───── Source records ─────
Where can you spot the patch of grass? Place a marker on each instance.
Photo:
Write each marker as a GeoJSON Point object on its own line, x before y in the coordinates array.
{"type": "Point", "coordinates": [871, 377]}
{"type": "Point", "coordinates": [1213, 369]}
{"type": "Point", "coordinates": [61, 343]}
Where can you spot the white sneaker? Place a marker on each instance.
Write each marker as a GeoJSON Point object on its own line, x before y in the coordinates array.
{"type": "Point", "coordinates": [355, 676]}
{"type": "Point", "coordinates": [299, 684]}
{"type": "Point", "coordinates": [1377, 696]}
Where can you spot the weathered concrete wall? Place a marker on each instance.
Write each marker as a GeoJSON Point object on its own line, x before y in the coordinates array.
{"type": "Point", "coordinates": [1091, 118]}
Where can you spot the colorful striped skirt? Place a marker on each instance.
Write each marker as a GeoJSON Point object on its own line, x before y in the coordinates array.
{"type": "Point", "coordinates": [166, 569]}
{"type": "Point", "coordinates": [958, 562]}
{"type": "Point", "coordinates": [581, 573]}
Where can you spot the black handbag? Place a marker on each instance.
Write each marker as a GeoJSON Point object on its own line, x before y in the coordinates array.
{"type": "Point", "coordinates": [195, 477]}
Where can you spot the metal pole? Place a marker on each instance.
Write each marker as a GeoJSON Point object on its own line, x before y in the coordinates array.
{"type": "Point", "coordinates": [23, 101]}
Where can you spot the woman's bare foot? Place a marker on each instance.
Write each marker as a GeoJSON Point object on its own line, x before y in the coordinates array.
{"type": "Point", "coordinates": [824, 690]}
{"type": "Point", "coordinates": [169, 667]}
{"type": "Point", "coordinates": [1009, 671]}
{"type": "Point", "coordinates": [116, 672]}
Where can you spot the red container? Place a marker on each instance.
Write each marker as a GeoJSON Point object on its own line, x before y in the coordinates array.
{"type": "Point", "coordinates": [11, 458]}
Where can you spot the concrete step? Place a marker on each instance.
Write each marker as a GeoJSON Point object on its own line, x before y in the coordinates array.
─────
• Short task: Copy out all of the data above line for line, without changing a single character.

• Solution to this task:
Where can you spot the patch of grass? Place a marker on each instance.
Photo:
Write each marker as a GeoJSON Point object on its own line, x before y in the coordinates array.
{"type": "Point", "coordinates": [871, 377]}
{"type": "Point", "coordinates": [1213, 369]}
{"type": "Point", "coordinates": [61, 343]}
Where can you spot the white sneaker? Place a marker on each instance.
Write each marker as a GeoJSON Point object on its own line, x before y in the coordinates array.
{"type": "Point", "coordinates": [355, 676]}
{"type": "Point", "coordinates": [299, 684]}
{"type": "Point", "coordinates": [1377, 696]}
Where can you spot the weathered concrete wall? Place a marker on each instance.
Write each marker as a GeoJSON Point object on its own line, x before y in the coordinates array.
{"type": "Point", "coordinates": [1091, 118]}
Where can you spot the colorful striped skirt? Place a marker on each instance.
Write each marker as a GeoJSON Point object on its own line, x before y in the coordinates array.
{"type": "Point", "coordinates": [166, 569]}
{"type": "Point", "coordinates": [958, 562]}
{"type": "Point", "coordinates": [581, 573]}
Where can you spot the black handbag? Place a marker on each instance.
Write each marker as a GeoJSON Point object on its own line, x before y in the coordinates array.
{"type": "Point", "coordinates": [195, 477]}
Where can you spot the metal pole? Place a marker on each instance.
Write each marker as a GeoJSON Point object on its own line, x before y in the coordinates array.
{"type": "Point", "coordinates": [23, 101]}
Where can you spot the woman's bare foot? Place a marker on each instance.
Write each marker as a GeoJSON Point object on its own line, x before y in the coordinates array.
{"type": "Point", "coordinates": [824, 690]}
{"type": "Point", "coordinates": [169, 667]}
{"type": "Point", "coordinates": [1009, 671]}
{"type": "Point", "coordinates": [116, 672]}
Where can you spot the red container? Place a marker on each instance.
Write each marker as a GeoJSON Point object on its own line, x before y in the coordinates array.
{"type": "Point", "coordinates": [11, 458]}
Where can you spot the concrete step? Place a marker on each instance.
Write each marker as a GeoJSON Point object on its own line, x before y in the coordinates array.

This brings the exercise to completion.